GIVEN TASK: Locate each line in the records that contains the word "side" and copy those lines out. Case counts.

MATERIAL TO PROCESS:

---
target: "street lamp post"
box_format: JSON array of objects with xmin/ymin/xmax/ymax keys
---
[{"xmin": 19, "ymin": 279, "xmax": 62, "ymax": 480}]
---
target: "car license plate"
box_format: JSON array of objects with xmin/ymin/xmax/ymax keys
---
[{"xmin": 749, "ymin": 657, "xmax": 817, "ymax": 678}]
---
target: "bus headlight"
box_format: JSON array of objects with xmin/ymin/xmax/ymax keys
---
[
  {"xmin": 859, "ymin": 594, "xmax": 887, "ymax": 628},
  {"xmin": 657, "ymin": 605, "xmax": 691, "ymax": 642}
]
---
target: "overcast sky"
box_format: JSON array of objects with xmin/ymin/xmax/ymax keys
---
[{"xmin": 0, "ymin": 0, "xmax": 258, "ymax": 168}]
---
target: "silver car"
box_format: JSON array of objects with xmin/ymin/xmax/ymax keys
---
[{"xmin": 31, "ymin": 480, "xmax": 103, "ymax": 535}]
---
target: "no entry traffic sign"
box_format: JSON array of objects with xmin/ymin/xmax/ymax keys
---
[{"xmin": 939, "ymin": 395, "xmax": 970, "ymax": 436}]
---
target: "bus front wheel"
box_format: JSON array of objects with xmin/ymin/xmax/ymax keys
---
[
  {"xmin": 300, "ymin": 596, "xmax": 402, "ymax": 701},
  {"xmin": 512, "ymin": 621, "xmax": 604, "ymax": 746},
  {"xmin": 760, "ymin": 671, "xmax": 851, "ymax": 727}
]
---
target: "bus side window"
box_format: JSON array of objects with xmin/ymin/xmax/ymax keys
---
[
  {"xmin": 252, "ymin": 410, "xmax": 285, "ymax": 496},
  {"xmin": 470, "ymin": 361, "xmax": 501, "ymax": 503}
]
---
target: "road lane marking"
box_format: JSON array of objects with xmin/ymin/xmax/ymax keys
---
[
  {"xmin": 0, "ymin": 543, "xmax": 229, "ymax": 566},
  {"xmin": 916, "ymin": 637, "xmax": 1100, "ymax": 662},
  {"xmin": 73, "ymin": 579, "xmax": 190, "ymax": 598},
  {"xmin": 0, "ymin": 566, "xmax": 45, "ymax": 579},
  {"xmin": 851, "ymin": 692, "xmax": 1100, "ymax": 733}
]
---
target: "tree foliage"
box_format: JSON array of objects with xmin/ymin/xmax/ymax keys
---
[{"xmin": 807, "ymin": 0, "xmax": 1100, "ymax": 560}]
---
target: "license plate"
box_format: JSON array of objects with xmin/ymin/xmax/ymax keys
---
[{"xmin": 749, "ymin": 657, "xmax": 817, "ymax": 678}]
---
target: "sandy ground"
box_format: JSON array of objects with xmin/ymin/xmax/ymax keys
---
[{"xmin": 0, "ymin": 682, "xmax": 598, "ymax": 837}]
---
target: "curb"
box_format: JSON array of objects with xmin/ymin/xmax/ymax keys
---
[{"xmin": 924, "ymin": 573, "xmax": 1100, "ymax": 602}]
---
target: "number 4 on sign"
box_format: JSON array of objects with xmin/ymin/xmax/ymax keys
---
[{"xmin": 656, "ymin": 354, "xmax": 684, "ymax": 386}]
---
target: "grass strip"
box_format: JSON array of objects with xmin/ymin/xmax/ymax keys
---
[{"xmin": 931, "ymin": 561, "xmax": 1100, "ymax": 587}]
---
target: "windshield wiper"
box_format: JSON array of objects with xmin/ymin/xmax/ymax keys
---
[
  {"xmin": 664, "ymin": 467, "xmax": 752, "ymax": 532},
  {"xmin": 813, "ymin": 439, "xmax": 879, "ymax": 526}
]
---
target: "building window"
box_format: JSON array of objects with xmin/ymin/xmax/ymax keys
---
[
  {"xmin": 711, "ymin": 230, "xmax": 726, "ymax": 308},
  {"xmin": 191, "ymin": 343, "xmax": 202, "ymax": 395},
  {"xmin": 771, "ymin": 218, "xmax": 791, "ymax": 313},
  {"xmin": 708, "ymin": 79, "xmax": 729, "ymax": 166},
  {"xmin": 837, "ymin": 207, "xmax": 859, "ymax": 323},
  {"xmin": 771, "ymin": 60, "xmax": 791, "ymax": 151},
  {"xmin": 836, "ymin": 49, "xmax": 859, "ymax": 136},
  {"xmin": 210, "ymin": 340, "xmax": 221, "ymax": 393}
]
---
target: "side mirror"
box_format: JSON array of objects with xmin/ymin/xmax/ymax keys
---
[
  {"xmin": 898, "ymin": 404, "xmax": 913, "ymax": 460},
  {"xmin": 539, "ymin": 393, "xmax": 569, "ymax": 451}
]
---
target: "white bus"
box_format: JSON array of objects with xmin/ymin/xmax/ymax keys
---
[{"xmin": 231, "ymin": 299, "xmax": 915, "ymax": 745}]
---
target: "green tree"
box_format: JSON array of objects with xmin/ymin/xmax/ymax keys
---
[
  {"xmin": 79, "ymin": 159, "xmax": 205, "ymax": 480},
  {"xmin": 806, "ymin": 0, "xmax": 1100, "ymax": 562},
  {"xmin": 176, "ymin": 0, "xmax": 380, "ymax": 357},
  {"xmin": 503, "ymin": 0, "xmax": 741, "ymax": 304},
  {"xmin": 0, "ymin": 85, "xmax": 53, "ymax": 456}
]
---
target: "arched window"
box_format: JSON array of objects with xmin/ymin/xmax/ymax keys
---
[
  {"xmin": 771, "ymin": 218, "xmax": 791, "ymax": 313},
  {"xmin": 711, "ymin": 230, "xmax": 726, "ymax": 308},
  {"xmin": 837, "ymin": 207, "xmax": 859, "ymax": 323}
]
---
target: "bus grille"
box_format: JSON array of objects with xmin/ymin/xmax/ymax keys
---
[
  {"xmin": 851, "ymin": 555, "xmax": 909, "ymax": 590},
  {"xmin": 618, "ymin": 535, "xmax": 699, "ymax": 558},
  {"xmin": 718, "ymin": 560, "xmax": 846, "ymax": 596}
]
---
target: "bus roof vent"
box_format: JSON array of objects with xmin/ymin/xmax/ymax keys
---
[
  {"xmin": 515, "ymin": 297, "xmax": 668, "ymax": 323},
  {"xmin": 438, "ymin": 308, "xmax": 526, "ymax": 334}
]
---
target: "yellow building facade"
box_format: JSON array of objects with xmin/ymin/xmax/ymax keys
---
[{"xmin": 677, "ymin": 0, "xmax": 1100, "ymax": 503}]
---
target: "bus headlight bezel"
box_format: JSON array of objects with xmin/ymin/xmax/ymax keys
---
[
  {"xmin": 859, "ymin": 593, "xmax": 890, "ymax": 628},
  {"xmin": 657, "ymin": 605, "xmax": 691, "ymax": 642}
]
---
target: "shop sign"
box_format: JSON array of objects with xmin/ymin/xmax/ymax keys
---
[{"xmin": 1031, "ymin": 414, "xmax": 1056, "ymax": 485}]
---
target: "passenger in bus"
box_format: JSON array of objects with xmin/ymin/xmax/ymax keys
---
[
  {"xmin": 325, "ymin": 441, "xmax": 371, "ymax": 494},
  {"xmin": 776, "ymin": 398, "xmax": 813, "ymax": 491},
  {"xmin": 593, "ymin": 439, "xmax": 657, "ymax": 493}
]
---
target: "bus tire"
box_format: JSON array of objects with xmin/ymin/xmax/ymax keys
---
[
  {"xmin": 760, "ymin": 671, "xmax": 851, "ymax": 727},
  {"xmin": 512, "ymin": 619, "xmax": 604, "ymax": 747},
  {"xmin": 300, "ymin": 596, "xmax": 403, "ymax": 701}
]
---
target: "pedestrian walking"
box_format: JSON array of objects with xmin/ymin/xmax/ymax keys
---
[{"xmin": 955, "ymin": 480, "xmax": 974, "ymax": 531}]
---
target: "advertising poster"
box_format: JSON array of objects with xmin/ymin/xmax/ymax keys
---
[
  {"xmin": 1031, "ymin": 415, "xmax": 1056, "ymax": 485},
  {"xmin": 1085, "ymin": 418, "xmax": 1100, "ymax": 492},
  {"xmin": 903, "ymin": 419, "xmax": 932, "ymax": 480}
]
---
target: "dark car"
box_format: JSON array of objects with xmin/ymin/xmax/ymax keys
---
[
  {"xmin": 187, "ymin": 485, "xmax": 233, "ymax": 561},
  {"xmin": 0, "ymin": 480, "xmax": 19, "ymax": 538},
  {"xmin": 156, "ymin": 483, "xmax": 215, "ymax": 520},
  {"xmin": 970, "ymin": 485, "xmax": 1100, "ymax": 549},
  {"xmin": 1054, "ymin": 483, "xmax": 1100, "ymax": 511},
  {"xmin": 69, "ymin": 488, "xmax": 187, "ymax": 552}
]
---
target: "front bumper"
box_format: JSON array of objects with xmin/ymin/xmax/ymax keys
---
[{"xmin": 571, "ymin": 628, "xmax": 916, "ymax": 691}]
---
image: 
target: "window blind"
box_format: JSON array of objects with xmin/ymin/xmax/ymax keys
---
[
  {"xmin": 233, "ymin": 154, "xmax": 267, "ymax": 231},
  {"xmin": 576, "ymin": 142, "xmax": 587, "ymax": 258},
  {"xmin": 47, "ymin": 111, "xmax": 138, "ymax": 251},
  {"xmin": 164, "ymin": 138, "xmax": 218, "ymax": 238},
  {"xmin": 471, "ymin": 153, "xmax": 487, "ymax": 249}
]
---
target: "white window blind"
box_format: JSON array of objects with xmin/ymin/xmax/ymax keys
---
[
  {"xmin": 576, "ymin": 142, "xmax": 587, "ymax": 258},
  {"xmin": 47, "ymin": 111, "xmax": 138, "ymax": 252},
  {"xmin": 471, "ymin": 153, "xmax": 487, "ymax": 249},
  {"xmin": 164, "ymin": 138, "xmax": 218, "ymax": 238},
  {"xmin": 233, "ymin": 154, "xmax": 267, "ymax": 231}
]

WRITTEN ANSWER:
target: "bus side window"
target: "side mirror"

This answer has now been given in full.